(Beginning of Provided data)

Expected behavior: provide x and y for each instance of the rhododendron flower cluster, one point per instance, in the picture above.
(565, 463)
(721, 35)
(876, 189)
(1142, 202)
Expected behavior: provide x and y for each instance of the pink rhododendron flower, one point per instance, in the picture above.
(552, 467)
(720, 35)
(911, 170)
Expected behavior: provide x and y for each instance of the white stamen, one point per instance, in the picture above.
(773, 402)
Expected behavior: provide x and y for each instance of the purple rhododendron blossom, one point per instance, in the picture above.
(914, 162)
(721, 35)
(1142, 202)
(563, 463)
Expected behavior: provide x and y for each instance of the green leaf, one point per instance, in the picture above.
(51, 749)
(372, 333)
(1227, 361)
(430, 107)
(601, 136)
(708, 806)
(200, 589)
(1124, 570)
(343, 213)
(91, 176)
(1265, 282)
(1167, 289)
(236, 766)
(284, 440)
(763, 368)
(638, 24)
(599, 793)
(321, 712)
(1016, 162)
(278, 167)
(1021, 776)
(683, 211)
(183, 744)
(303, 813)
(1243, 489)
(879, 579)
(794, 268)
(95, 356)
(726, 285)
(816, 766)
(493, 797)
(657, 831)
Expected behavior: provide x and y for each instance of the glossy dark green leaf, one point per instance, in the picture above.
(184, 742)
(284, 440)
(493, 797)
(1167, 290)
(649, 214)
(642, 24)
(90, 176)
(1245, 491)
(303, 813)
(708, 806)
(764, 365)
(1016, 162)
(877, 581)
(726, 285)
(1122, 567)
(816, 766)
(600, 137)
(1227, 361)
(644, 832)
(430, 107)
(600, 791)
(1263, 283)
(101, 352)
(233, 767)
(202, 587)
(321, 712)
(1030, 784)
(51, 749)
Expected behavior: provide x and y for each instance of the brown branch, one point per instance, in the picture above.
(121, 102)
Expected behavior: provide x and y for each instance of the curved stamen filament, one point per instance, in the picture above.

(End of Provided data)

Instructions for the task: Could you retype every line of the data exactly?

Written response:
Expected behavior: provide x and y for each instance of the rhododendron flower cluster, one point per instance, in the picture above.
(565, 463)
(721, 35)
(876, 189)
(1142, 202)
Expected behavior: provide x and y for each instance of the pink rhododendron flower, one point per instance, in the picture above.
(552, 467)
(720, 35)
(911, 170)
Expected behavior: provide x and y for each instance of the white stamen, one point per instance, in the picture above.
(773, 402)
Expected behavior: provide x and y for each instance of the purple rhododendron blossom, one point per instance, in the picture above.
(914, 162)
(721, 35)
(1142, 202)
(563, 463)
Expected behavior: provide x and y for each instance of the green leaf, one point per instance, in the picture above.
(51, 749)
(372, 333)
(1227, 361)
(430, 107)
(601, 136)
(708, 806)
(200, 589)
(1124, 570)
(343, 213)
(91, 176)
(1265, 282)
(1167, 289)
(236, 766)
(284, 440)
(763, 368)
(638, 24)
(599, 793)
(321, 712)
(1016, 162)
(278, 167)
(1021, 776)
(683, 211)
(183, 744)
(303, 813)
(1243, 489)
(879, 579)
(794, 268)
(95, 356)
(726, 285)
(816, 766)
(493, 797)
(657, 831)
Expected behavior: provide x and y for each instance of the glossy dark green leaf, one point per instance, in the picture above.
(184, 742)
(284, 440)
(493, 797)
(1167, 290)
(649, 214)
(642, 24)
(90, 176)
(1245, 491)
(303, 813)
(708, 806)
(764, 365)
(1016, 162)
(877, 581)
(726, 285)
(1122, 567)
(816, 766)
(600, 137)
(1227, 361)
(644, 832)
(430, 107)
(600, 791)
(1263, 283)
(101, 352)
(233, 767)
(202, 587)
(321, 712)
(1030, 784)
(51, 749)
Expected behavior: provide x and y for each instance of the brown branch, one point per instance, in the picture above.
(121, 102)
Expected behavior: provide x and y for each instance of the curved stamen filament, one point per instance, in the picture above.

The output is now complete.